--- START ---

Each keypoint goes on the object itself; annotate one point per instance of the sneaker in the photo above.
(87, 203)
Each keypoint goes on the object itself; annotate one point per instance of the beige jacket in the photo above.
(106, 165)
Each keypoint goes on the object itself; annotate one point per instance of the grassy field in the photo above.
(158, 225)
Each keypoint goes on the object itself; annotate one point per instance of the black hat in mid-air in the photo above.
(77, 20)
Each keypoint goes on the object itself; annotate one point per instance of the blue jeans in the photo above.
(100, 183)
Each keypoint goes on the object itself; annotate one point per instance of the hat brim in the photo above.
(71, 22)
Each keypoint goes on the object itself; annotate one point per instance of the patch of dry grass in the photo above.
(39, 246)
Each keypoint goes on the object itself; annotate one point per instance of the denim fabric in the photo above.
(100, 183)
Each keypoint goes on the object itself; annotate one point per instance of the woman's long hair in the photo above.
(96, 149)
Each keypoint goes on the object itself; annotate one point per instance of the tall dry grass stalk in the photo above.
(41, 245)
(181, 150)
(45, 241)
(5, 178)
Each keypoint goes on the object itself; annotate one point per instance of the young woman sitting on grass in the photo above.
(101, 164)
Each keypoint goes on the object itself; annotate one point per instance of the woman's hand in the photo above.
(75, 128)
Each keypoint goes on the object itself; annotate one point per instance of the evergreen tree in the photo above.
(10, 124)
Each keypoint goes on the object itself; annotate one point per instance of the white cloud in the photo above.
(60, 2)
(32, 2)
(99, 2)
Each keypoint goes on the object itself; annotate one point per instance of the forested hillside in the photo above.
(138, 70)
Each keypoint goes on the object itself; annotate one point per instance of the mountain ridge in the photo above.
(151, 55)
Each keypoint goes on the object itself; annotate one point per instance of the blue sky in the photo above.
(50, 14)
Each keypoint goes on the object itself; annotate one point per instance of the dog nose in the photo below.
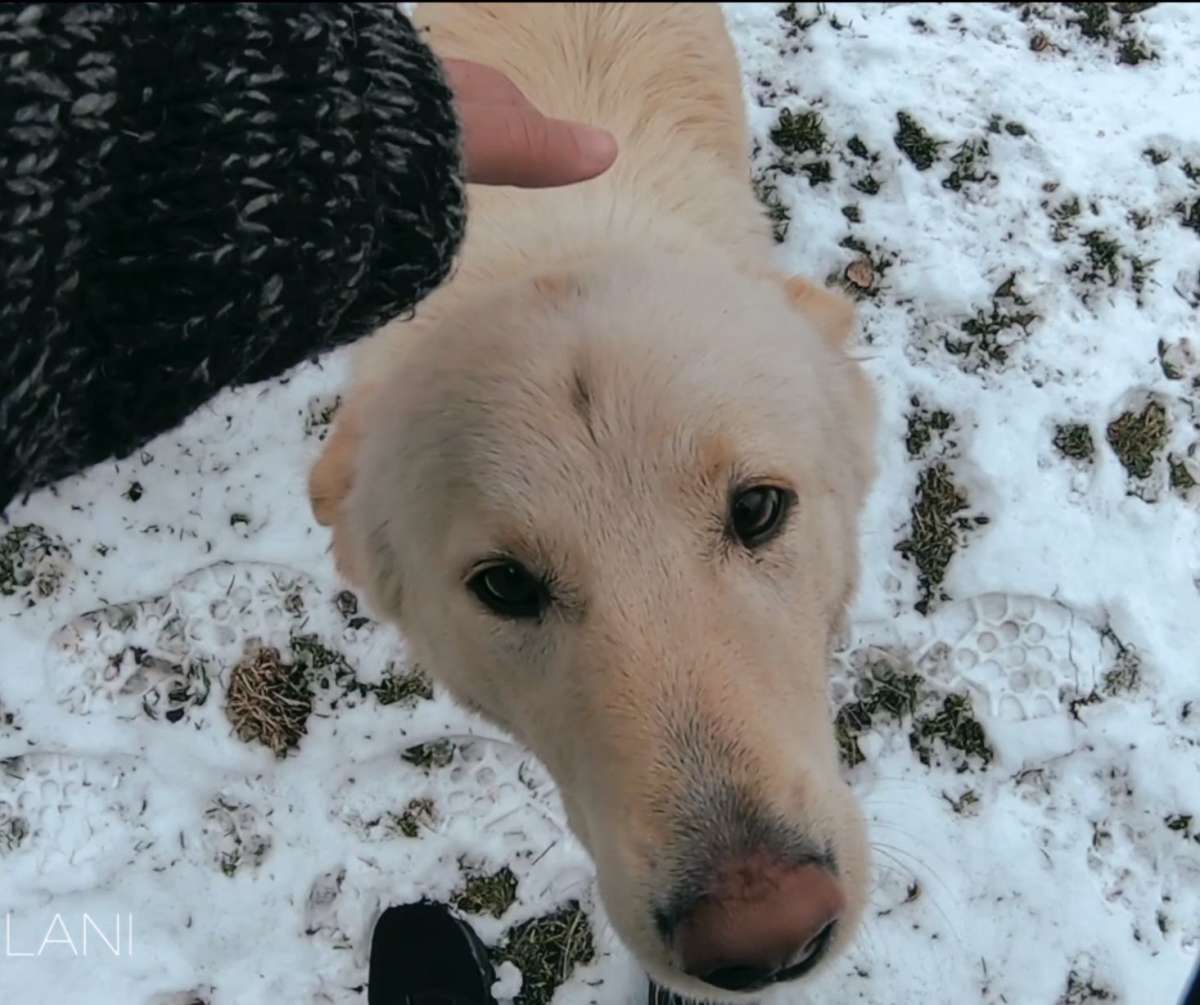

--- END ---

- _PROBLEM DESCRIPTION_: Every line above should be reproduced exactly, please, with no pictures included.

- _TASK RESPONSE_:
Each keypoint goes on the object itself; annotate one point per instance of the sneaker in the photo above.
(87, 203)
Each keypoint goes on the object itself; annotate one point per instance of the beige jacket in the photo above.
(106, 165)
Each keypoint goes on the object itself; annotate one point per instance of the grassy field in the photo above.
(158, 225)
Each keypoint goes on the object itself; annotate one point per instance of the black hat in mid-air in the photo above.
(77, 20)
Each keypoint goes on the object itself; annotate one point per instance of the blue jeans in the photo above.
(100, 183)
Each keypoint goes on the object itself; annotate one point per instance of the hat brim in the photo above.
(71, 22)
Each keypoint goes on the object itself; annotate one point per instance of the patch of dry grass in the photo above.
(39, 246)
Each keypoint goes on the object itself; annotate one point per instance of the denim fabric in the photo above.
(100, 183)
Each keypoint goes on the object itself; annotate one point per instance of the woman's long hair in the photo above.
(96, 149)
Each keypoint goes on the object itself; annotate one point per instance of the tall dry grass stalk in the photo above.
(41, 245)
(181, 150)
(45, 241)
(5, 178)
Each keypoint goes on the object itself; annotate one point per instance of the young woman sitting on grass in the photo above.
(101, 164)
Each keypoint goes on the object itself; annotate one point per instance of the woman's hand in the photo above.
(75, 128)
Each keypoint goes on the object itself; annotate one point per instance of the evergreen tree in the photo above.
(10, 124)
Each keypoint goes on the object itself; annotate one point per instance of the white cloud in the photo above.
(60, 2)
(32, 2)
(99, 2)
Each keypoint goes on the object itself; annotate one point per instance of the forested hillside in the photo above.
(138, 70)
Each keypoint goes on the object itself; annotate one point per instance of the mountain ridge in the photo above.
(151, 55)
Each keypoint goes on the object itself; annotate one point per instance of the blue sky in the photo above.
(50, 14)
Each keypoint goes on the object itself; annotate one point per instance of the dog nose in the photo below.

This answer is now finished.